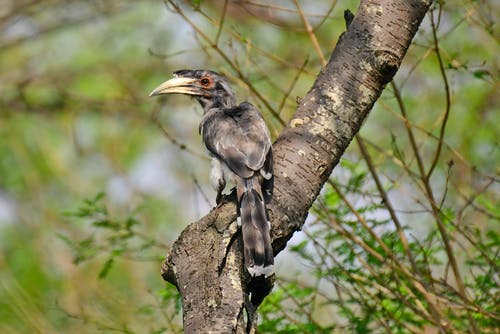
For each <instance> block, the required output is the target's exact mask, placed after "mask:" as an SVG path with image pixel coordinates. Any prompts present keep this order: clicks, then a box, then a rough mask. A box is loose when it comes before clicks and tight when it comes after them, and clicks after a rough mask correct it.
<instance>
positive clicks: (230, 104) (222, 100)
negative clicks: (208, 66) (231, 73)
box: [149, 70, 236, 111]
mask: <svg viewBox="0 0 500 334" xmlns="http://www.w3.org/2000/svg"><path fill="white" fill-rule="evenodd" d="M176 93H177V94H186V95H191V96H193V97H194V98H196V99H197V100H198V102H200V104H201V106H202V107H203V109H204V110H205V111H207V110H209V109H211V108H214V107H222V108H229V107H233V106H235V105H236V98H235V95H234V93H233V90H232V89H231V86H230V85H229V83H228V82H227V80H226V79H225V78H224V77H223V76H221V75H220V74H218V73H215V72H213V71H209V70H180V71H176V72H174V77H173V78H172V79H170V80H168V81H165V82H164V83H162V84H161V85H160V86H158V87H157V88H155V90H153V91H152V92H151V94H149V96H156V95H163V94H176Z"/></svg>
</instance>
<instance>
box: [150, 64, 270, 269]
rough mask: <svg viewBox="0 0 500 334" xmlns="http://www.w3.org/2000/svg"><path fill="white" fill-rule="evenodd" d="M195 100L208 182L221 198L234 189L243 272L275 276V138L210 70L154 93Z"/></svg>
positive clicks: (155, 90)
mask: <svg viewBox="0 0 500 334" xmlns="http://www.w3.org/2000/svg"><path fill="white" fill-rule="evenodd" d="M174 93H179V94H186V95H191V96H193V97H194V98H195V99H196V100H198V102H199V103H200V104H201V106H202V107H203V117H202V120H201V123H200V127H199V131H200V134H201V136H202V139H203V142H204V143H205V146H206V148H207V149H208V151H209V154H210V156H211V158H212V160H211V167H212V168H211V173H210V180H211V183H212V185H213V187H214V188H215V190H217V198H216V202H217V203H219V202H220V200H221V198H222V191H223V190H224V188H225V186H226V182H229V183H232V184H234V185H236V196H237V217H238V218H237V223H238V225H239V226H241V231H242V235H243V248H244V259H245V267H246V268H247V270H248V272H249V273H250V275H251V276H256V277H257V276H262V275H264V276H265V277H268V276H270V275H272V273H273V264H274V258H273V249H272V246H271V237H270V223H269V219H268V216H267V213H266V208H265V204H266V203H268V202H269V201H270V199H271V196H272V191H273V153H272V147H271V137H270V135H269V129H268V128H267V126H266V124H265V122H264V119H263V118H262V115H261V114H260V113H259V111H258V110H257V108H255V107H254V106H253V105H252V104H250V103H248V102H242V103H241V104H239V105H238V104H237V103H236V96H235V94H234V93H233V90H232V89H231V86H230V85H229V83H228V82H227V80H226V79H225V78H224V77H222V76H221V75H219V74H218V73H215V72H213V71H209V70H180V71H176V72H174V77H173V78H172V79H170V80H168V81H166V82H164V83H162V84H161V85H160V86H158V87H157V88H156V89H155V90H153V91H152V92H151V94H150V96H155V95H161V94H174Z"/></svg>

→ **TO DO**
Copy the records above line for line, keeping every character as it is, but leave out the pictures.

→ **THE ANSWER**
For each <instance> block, the required output is the target's exact mask, placed after "mask:" as an SVG path with image pixel coordinates. Any prompts present keep this order: clicks, then a box, then a rough mask. A box is loose when it comes before clicks and tight when it comes after them, and clicks after a rough mask correct it.
<instance>
positive clicks: (230, 104) (222, 100)
negative clicks: (208, 66) (231, 73)
box: [149, 70, 236, 111]
mask: <svg viewBox="0 0 500 334" xmlns="http://www.w3.org/2000/svg"><path fill="white" fill-rule="evenodd" d="M176 93H177V94H186V95H191V96H193V97H194V98H196V99H197V100H198V102H200V104H201V106H202V107H203V109H204V110H205V111H207V110H209V109H211V108H214V107H222V108H229V107H233V106H235V105H236V98H235V95H234V93H233V90H232V89H231V86H230V85H229V83H228V82H227V80H226V79H225V78H224V77H223V76H221V75H220V74H218V73H215V72H213V71H209V70H180V71H176V72H174V77H173V78H172V79H170V80H168V81H165V82H164V83H162V84H161V85H160V86H158V87H157V88H155V90H153V91H152V92H151V94H149V96H156V95H163V94H176Z"/></svg>
</instance>
<instance>
box: [150, 64, 270, 269]
rough mask: <svg viewBox="0 0 500 334" xmlns="http://www.w3.org/2000/svg"><path fill="white" fill-rule="evenodd" d="M195 100L208 182L221 198L234 189L243 272L275 276V138L210 70L154 93Z"/></svg>
positive clicks: (155, 90)
mask: <svg viewBox="0 0 500 334" xmlns="http://www.w3.org/2000/svg"><path fill="white" fill-rule="evenodd" d="M174 93H179V94H186V95H191V96H193V97H194V98H195V99H196V100H198V102H199V103H200V104H201V106H202V107H203V117H202V120H201V123H200V127H199V131H200V134H201V136H202V139H203V142H204V143H205V146H206V148H207V149H208V151H209V154H210V156H211V158H212V160H211V167H212V168H211V173H210V180H211V183H212V185H213V187H214V188H215V190H217V198H216V202H217V203H219V202H220V200H221V198H222V191H223V190H224V188H225V186H226V182H229V183H232V184H234V185H236V196H237V217H238V218H237V223H238V225H239V226H241V231H242V235H243V248H244V259H245V267H246V268H247V270H248V272H249V273H250V275H251V276H256V277H257V276H262V275H264V276H265V277H268V276H270V275H272V273H273V264H274V258H273V249H272V246H271V237H270V223H269V219H268V216H267V213H266V208H265V204H266V203H268V202H269V201H270V199H271V196H272V191H273V153H272V147H271V137H270V135H269V129H268V128H267V126H266V124H265V122H264V119H263V118H262V115H261V114H260V113H259V111H258V110H257V108H255V107H254V106H253V105H252V104H250V103H248V102H242V103H241V104H239V105H238V104H237V103H236V96H235V94H234V93H233V90H232V89H231V86H230V85H229V83H228V82H227V80H226V79H225V78H224V77H222V76H221V75H219V74H218V73H215V72H213V71H209V70H180V71H176V72H174V77H173V78H172V79H170V80H168V81H166V82H164V83H162V84H161V85H160V86H158V87H157V88H156V89H155V90H153V91H152V92H151V94H150V96H155V95H161V94H174Z"/></svg>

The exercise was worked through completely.